━━━ TESTO FORNITO ━━━
Sono i temi – applicati alla città di Milano – al centro di uno studio di un gruppo di ricerca del dipartimento di biotecnologie e bioscienze dell’università di Milano-Bicocca, dal titolo “City climate and landscape structure shape pollinators, nectar and transported pollen along a gradient of urbanization” (Il clima della città e la struttura del paesaggio modellano gli impollinatori, il nettare e il polline trasportato l’urbanizzazione), appena pubblicato sul ”Journal of Applied Ecology“ (Giornale di ecologia applicata). La ricerca, col supporto di Regione Lombardia nell’ambito del progetto “Pignoletto”, dimostra che «la variazione della cementificazione del paesaggio in una regione – come spiega Paolo Biella, ricercatore di Ecologia dell’ateneo milanese – crea un gradiente di trasformazione del paesaggio dovuto all’urbanizzazione».
━━━ DATI GREZZI ━━━
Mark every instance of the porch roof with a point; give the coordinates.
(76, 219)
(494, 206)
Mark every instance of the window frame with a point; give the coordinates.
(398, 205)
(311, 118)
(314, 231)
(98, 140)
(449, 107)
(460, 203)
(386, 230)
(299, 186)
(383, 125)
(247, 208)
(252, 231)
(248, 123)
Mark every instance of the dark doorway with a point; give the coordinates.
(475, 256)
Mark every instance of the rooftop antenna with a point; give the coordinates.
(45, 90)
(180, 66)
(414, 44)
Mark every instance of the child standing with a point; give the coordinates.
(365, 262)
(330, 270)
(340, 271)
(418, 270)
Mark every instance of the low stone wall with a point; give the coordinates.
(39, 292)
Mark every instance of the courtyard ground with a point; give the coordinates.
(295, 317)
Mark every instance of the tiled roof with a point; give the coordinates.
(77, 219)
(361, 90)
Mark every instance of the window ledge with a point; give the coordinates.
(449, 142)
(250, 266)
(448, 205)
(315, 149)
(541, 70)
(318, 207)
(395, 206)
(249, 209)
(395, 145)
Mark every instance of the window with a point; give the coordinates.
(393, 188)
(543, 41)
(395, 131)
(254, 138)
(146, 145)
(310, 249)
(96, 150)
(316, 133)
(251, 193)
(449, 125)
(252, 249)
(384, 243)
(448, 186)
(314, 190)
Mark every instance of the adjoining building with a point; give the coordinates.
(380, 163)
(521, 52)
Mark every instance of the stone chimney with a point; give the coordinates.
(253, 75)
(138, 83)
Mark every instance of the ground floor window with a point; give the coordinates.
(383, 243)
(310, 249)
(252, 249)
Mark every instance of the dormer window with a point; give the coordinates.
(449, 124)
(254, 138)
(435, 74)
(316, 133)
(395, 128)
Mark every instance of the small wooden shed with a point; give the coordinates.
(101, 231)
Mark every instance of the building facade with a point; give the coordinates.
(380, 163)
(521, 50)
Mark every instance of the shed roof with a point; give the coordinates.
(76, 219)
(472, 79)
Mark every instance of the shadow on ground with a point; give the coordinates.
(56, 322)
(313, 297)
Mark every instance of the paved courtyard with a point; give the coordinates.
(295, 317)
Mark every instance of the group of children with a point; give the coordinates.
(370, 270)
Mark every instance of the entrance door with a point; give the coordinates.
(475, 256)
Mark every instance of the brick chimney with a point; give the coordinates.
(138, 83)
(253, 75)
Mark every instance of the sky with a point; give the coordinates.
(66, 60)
━━━
━━━ DATI GREZZI ━━━
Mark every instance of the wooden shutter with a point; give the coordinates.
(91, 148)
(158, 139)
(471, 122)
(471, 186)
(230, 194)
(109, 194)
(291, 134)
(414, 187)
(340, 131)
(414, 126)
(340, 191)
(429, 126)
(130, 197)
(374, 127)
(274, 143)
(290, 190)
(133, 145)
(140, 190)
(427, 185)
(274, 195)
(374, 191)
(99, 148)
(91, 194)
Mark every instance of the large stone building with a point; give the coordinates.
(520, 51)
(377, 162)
━━━
_PARTI DELL'ESERCIZIO_
**1)** Rispondi in base al testo fornito:
(a) A quale dipartimento dell'università di Milano-Bicocca appartiene il gruppo di ricerca?
(b) Su quale rivista è stato pubblicato lo studio?
(c) Nell'ambito di quale progetto è stata svolta la ricerca?
**2)** Secondo il titolo dello studio citato nel testo fornito, il clima della città e la struttura del paesaggio modellano alcune cose. Elencale tutte.

_RISPOSTE ALL'ESERCIZIO_
**1)**
(a) Al dipartimento di biotecnologie e bioscienze.
(b) Sul "Journal of Applied Ecology" (Giornale di ecologia applicata).
(c) Nell'ambito del progetto "Pignoletto".

**2)** Gli impollinatori, il nettare, il polline trasportato.